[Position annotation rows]
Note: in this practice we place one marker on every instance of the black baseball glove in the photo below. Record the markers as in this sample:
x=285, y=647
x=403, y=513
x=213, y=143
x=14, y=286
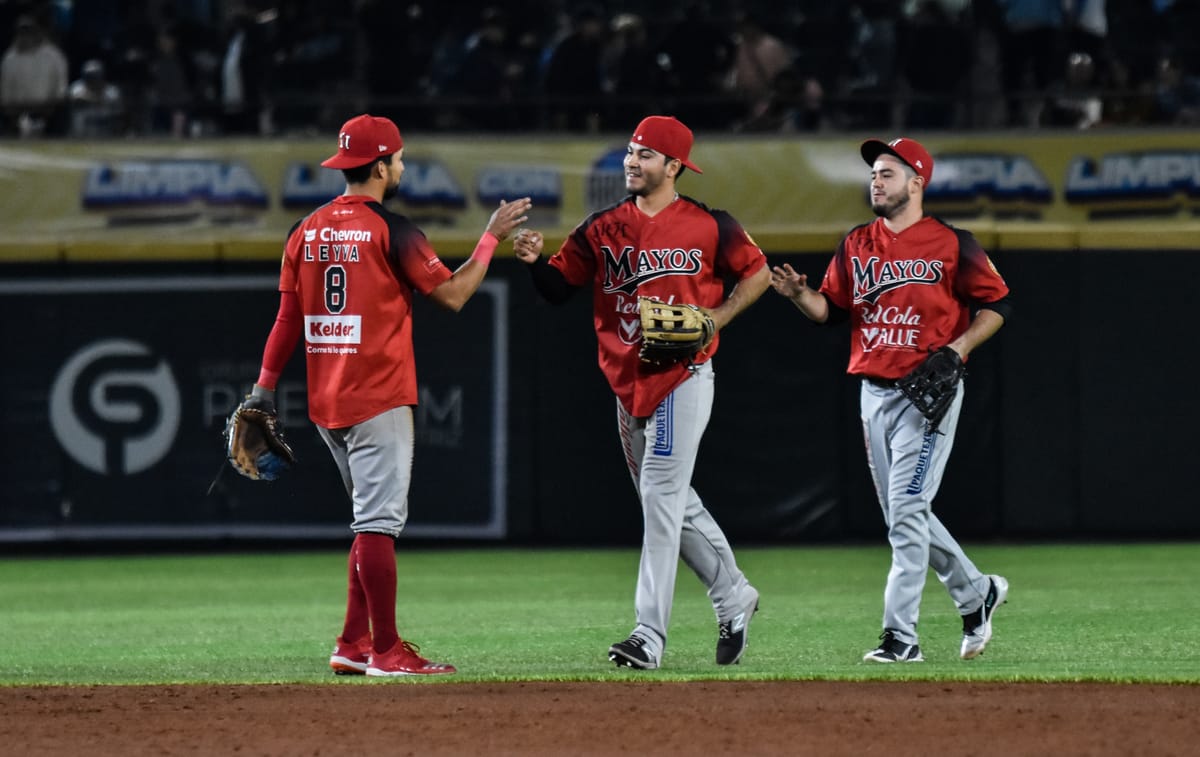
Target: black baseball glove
x=931, y=385
x=255, y=440
x=673, y=332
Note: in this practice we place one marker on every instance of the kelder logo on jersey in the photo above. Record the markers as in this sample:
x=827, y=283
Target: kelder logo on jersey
x=888, y=325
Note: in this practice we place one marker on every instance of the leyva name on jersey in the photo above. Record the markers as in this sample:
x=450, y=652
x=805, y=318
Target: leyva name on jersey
x=625, y=270
x=873, y=277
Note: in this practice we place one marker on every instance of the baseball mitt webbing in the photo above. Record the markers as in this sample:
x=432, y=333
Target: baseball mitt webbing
x=673, y=332
x=255, y=442
x=931, y=385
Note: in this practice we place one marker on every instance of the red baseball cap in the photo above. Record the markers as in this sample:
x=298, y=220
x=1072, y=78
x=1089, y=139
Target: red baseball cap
x=666, y=134
x=363, y=139
x=909, y=150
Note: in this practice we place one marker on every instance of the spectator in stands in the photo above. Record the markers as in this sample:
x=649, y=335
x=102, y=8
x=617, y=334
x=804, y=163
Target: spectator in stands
x=759, y=59
x=796, y=104
x=571, y=73
x=480, y=84
x=33, y=82
x=96, y=108
x=935, y=61
x=1176, y=94
x=1077, y=102
x=695, y=53
x=873, y=64
x=245, y=73
x=171, y=90
x=1031, y=46
x=630, y=68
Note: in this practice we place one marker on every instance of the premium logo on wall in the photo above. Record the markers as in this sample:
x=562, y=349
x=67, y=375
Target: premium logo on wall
x=115, y=407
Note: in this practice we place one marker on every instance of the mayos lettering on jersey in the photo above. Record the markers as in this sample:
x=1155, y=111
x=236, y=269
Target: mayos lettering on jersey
x=907, y=293
x=682, y=254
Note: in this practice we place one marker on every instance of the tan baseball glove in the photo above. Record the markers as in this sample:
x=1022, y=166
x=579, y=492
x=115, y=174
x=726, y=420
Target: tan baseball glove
x=673, y=332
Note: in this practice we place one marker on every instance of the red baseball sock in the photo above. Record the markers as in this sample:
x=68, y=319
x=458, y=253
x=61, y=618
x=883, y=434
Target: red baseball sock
x=357, y=620
x=377, y=574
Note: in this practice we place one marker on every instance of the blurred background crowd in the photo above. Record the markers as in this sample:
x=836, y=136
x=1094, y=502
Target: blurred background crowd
x=186, y=68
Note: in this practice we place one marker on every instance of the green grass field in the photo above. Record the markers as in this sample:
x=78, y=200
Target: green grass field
x=1075, y=612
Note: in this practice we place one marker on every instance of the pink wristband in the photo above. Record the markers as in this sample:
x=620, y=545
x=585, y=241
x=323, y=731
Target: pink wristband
x=484, y=250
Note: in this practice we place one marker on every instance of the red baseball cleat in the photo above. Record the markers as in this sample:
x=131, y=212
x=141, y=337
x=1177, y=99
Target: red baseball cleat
x=403, y=660
x=351, y=659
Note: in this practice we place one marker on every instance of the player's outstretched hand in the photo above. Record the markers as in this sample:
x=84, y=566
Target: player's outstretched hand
x=509, y=216
x=527, y=245
x=787, y=282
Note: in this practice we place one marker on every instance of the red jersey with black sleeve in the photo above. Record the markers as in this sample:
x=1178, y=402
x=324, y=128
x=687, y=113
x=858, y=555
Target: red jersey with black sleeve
x=683, y=254
x=907, y=293
x=353, y=266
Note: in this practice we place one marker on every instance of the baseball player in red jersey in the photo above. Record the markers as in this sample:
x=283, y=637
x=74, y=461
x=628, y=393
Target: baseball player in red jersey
x=657, y=242
x=909, y=284
x=347, y=281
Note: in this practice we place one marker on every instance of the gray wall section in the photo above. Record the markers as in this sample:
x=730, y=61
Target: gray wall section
x=1073, y=424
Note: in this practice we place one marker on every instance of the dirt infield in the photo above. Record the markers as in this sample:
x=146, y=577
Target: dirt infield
x=784, y=718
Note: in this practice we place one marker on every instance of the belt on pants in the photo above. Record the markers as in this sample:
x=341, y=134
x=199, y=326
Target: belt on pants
x=881, y=383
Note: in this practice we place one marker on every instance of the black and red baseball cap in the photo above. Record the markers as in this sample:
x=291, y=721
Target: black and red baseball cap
x=666, y=134
x=363, y=139
x=911, y=151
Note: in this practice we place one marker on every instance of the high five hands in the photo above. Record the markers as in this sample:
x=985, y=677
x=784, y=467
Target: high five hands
x=527, y=245
x=509, y=216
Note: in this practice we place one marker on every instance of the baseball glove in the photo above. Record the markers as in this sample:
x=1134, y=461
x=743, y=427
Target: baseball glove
x=931, y=385
x=673, y=332
x=255, y=440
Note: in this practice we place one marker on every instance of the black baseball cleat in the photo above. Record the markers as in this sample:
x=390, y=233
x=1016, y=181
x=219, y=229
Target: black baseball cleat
x=731, y=636
x=631, y=653
x=892, y=649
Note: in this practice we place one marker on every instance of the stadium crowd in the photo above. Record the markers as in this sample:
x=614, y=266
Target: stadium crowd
x=186, y=68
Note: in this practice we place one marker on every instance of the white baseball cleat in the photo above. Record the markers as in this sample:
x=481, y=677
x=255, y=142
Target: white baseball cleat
x=977, y=625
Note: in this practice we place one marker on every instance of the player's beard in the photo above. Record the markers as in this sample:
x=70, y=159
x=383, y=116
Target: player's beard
x=892, y=204
x=649, y=184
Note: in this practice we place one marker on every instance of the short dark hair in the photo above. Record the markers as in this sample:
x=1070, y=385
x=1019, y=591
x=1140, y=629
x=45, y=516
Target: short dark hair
x=359, y=174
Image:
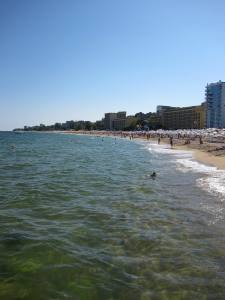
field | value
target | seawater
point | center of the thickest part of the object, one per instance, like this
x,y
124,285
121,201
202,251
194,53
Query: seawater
x,y
81,218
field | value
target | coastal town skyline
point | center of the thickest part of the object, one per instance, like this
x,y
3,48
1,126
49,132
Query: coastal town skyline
x,y
77,60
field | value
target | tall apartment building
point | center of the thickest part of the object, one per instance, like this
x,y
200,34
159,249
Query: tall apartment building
x,y
215,105
108,121
191,117
115,121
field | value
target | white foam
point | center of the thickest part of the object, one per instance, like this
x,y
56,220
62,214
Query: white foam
x,y
211,180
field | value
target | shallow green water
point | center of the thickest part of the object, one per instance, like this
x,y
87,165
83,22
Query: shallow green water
x,y
82,219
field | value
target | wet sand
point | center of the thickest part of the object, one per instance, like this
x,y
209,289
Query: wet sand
x,y
212,154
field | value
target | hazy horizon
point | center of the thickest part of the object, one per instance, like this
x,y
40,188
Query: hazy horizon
x,y
76,60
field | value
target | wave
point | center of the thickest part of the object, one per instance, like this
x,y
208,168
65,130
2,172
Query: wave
x,y
211,180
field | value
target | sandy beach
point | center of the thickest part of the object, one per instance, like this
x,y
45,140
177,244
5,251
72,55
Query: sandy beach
x,y
212,154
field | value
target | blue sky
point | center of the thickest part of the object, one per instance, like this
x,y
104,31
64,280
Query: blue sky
x,y
76,59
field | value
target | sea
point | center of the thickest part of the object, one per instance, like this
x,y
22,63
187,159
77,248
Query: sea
x,y
82,218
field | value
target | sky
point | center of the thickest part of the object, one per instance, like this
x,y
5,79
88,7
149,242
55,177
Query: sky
x,y
77,59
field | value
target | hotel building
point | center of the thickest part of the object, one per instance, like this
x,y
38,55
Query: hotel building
x,y
215,105
191,117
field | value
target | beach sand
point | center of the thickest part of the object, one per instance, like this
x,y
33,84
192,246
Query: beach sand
x,y
212,154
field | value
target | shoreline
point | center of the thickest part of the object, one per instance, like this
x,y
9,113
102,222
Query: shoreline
x,y
206,154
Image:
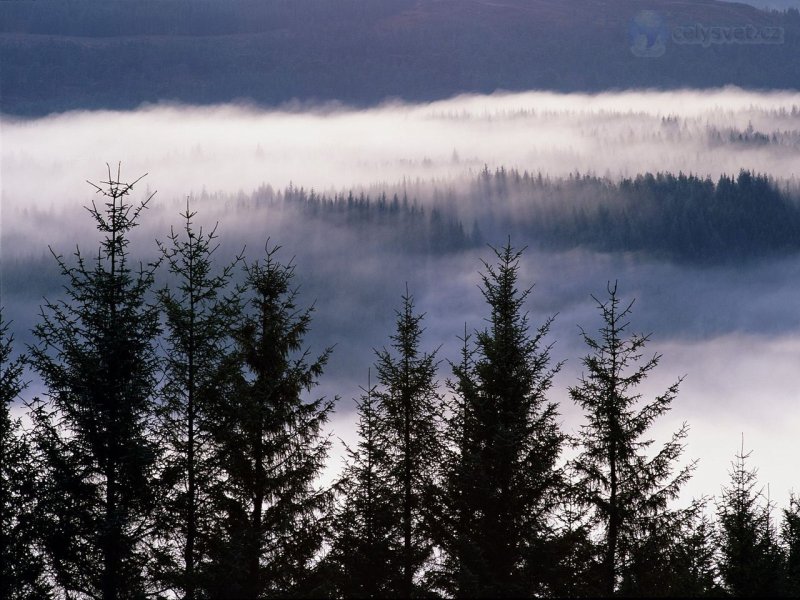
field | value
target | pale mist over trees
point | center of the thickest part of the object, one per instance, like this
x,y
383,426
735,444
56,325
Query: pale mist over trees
x,y
178,445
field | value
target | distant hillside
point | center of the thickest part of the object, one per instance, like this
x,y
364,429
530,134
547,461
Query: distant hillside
x,y
66,54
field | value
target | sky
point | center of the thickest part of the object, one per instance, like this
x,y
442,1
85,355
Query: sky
x,y
733,331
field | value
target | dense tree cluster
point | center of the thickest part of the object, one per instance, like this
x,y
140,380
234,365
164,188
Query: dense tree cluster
x,y
178,450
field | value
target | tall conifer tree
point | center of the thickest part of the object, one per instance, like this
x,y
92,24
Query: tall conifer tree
x,y
366,550
627,489
22,568
509,444
751,563
411,405
271,449
200,311
96,356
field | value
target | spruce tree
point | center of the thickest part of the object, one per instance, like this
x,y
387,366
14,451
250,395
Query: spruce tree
x,y
790,535
627,489
365,549
22,568
510,445
271,449
751,563
411,405
452,516
96,357
200,312
694,562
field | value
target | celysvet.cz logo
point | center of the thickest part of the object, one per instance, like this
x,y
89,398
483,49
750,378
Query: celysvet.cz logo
x,y
649,34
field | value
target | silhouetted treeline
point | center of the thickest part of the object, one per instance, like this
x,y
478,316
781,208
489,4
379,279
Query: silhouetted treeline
x,y
685,218
681,217
85,54
178,449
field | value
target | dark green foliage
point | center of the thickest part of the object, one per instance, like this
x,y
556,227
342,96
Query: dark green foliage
x,y
271,450
96,355
22,568
509,444
199,318
366,552
626,490
685,218
693,559
410,406
750,561
790,536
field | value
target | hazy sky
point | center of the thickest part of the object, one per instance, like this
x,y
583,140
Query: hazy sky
x,y
734,331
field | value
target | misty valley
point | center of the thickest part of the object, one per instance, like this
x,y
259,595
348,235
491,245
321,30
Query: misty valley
x,y
513,345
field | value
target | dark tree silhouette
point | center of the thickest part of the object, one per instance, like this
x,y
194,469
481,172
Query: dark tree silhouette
x,y
627,490
411,405
365,554
750,559
272,450
790,535
22,568
510,444
96,355
200,312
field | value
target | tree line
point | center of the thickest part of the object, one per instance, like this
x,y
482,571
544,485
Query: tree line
x,y
178,448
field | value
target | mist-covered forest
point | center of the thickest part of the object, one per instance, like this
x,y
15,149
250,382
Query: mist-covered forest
x,y
178,443
399,298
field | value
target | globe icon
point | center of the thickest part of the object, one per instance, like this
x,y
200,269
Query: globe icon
x,y
648,34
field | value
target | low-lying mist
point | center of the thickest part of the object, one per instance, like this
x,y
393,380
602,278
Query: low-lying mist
x,y
731,326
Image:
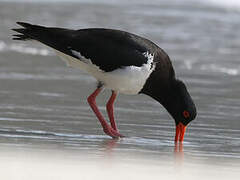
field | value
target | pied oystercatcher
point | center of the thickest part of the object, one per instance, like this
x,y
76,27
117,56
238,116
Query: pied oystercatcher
x,y
120,61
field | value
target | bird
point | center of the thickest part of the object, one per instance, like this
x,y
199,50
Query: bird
x,y
122,62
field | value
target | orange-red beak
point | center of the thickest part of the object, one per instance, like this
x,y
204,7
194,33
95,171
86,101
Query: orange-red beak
x,y
180,130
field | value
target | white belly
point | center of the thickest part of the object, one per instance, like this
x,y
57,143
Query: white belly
x,y
128,80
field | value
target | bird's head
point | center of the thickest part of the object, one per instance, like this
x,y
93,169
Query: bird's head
x,y
180,105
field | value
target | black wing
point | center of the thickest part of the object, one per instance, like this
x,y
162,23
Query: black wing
x,y
108,49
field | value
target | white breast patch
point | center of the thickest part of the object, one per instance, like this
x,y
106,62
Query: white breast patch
x,y
127,80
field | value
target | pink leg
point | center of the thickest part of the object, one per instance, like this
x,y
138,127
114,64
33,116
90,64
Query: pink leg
x,y
106,128
110,110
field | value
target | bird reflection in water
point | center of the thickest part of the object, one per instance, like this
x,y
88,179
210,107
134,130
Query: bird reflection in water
x,y
179,152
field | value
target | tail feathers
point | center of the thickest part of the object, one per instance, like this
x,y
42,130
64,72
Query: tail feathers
x,y
26,33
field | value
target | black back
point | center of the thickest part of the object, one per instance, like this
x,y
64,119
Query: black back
x,y
107,48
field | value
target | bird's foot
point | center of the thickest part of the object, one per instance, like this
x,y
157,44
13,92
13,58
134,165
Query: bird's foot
x,y
113,133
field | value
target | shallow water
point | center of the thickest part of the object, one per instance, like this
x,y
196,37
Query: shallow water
x,y
43,103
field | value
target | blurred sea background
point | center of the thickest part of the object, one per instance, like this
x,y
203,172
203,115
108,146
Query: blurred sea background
x,y
43,105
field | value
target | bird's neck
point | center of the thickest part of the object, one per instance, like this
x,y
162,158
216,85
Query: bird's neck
x,y
158,89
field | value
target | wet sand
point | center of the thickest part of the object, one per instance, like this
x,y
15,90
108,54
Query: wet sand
x,y
43,103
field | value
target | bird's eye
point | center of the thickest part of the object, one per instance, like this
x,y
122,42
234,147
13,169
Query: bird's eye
x,y
186,114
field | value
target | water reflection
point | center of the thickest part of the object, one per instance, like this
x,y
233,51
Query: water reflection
x,y
179,152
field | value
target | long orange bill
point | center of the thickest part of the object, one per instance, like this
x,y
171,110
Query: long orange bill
x,y
180,130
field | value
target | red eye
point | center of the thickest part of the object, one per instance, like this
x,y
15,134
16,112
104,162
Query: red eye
x,y
186,114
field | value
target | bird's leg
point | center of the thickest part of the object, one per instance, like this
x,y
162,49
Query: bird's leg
x,y
106,128
109,107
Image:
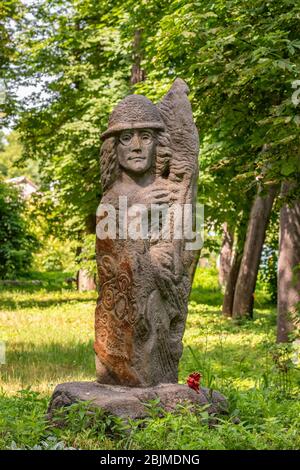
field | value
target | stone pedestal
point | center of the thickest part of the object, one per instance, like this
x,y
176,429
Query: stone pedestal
x,y
129,402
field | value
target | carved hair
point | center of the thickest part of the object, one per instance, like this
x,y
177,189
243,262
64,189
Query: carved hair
x,y
109,165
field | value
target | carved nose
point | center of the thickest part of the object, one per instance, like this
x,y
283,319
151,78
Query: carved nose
x,y
136,143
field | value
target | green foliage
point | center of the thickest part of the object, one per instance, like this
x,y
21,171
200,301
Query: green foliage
x,y
17,243
54,344
269,258
10,154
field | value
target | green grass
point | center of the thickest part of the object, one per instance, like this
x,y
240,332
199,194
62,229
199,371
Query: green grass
x,y
48,331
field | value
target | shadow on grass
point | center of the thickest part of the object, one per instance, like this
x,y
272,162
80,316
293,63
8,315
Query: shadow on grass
x,y
10,304
48,363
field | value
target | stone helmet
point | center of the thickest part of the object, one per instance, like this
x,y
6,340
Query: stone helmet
x,y
134,112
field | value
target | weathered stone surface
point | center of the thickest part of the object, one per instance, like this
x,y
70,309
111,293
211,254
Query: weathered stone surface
x,y
149,156
128,402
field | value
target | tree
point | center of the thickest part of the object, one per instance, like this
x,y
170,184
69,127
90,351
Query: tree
x,y
225,254
10,155
289,266
256,231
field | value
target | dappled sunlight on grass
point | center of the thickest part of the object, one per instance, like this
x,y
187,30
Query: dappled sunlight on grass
x,y
49,334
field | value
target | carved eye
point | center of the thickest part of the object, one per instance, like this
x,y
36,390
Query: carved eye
x,y
126,137
146,137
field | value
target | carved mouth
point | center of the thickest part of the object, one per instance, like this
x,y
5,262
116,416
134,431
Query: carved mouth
x,y
137,159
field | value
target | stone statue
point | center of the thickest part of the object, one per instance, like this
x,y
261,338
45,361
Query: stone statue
x,y
149,168
149,156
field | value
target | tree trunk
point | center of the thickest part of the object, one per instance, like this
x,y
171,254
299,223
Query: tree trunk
x,y
231,282
235,265
256,231
225,255
137,73
288,268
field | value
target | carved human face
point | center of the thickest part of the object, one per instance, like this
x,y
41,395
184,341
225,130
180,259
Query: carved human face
x,y
136,150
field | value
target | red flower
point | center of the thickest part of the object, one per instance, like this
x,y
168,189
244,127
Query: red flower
x,y
193,381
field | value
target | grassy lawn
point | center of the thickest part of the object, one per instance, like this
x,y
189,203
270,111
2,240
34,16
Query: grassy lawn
x,y
48,331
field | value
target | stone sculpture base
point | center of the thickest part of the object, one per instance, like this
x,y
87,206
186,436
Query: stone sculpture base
x,y
128,402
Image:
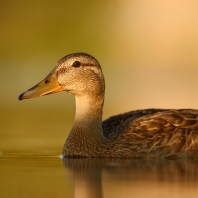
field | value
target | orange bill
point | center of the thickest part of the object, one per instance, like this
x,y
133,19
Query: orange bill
x,y
49,85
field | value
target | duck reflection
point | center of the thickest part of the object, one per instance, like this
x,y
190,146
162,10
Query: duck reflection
x,y
129,177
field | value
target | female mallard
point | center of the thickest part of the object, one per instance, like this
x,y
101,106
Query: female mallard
x,y
142,133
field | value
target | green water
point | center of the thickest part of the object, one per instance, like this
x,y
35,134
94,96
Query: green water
x,y
51,176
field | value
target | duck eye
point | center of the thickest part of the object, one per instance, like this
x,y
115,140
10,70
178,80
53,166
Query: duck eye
x,y
76,64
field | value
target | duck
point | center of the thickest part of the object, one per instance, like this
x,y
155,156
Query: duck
x,y
147,133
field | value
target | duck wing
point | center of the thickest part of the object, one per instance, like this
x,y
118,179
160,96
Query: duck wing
x,y
112,125
172,133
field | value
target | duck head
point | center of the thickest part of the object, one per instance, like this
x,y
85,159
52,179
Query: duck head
x,y
78,73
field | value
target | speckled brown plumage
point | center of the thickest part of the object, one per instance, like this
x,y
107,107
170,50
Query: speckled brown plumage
x,y
149,133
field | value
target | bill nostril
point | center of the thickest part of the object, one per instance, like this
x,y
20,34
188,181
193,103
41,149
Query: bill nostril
x,y
47,81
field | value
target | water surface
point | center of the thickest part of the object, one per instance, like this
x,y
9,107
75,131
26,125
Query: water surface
x,y
50,176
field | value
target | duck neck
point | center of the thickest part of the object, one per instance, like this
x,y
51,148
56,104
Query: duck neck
x,y
88,111
86,133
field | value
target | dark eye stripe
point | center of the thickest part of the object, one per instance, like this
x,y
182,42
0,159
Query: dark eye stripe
x,y
76,64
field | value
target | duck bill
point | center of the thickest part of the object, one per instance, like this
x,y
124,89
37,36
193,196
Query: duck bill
x,y
47,86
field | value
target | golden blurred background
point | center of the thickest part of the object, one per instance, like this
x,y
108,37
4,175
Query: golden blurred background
x,y
148,51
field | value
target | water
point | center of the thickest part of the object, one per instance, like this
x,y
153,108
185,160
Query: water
x,y
50,176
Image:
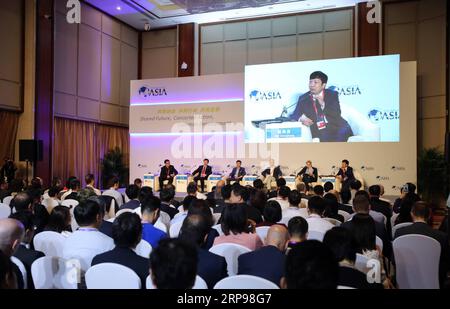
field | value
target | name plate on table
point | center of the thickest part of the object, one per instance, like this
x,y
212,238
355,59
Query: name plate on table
x,y
286,132
248,180
149,180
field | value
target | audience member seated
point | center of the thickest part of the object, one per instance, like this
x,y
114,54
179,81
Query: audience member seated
x,y
272,214
339,240
75,186
60,221
407,188
405,206
298,231
421,214
332,207
236,228
310,265
328,186
293,210
11,235
132,191
166,195
210,267
282,197
200,207
113,185
173,265
345,205
8,279
256,263
24,253
361,206
127,233
87,242
150,208
316,208
318,190
240,195
90,184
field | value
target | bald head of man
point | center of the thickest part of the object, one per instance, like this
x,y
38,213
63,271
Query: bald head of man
x,y
277,236
11,235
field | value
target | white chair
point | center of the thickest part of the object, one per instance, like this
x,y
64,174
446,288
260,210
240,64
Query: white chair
x,y
199,283
51,272
379,242
333,221
22,269
315,235
398,226
143,249
344,214
7,200
262,232
417,261
218,228
123,211
50,243
5,211
245,282
112,276
230,252
161,226
175,229
393,218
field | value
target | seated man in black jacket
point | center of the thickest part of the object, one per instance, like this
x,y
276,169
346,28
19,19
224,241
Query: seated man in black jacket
x,y
127,233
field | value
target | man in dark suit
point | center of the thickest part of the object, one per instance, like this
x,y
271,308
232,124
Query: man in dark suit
x,y
25,254
308,174
267,262
345,175
211,267
127,233
319,109
237,173
420,214
202,173
132,191
168,172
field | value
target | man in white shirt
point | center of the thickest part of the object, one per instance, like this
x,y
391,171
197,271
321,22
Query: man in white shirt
x,y
293,210
90,183
113,186
87,241
282,197
316,207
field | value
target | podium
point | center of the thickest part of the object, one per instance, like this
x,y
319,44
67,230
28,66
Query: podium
x,y
247,180
287,132
331,178
181,182
149,181
290,182
212,181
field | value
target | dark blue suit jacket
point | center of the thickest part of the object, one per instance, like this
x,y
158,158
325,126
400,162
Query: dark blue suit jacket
x,y
240,173
125,257
211,267
267,263
332,112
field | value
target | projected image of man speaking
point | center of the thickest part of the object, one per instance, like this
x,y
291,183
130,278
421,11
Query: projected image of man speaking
x,y
320,110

§ **Stated exercise**
Retype the lines from the one containing "of the pink" through the one containing "x=484, y=250", including both of those lines and nothing else.

§ **Response**
Note: in this practice we place one marker on every instance of the pink wristband in the photo above. Record the markers as in this sample:
x=620, y=545
x=585, y=241
x=323, y=731
Target: pink wristband
x=484, y=250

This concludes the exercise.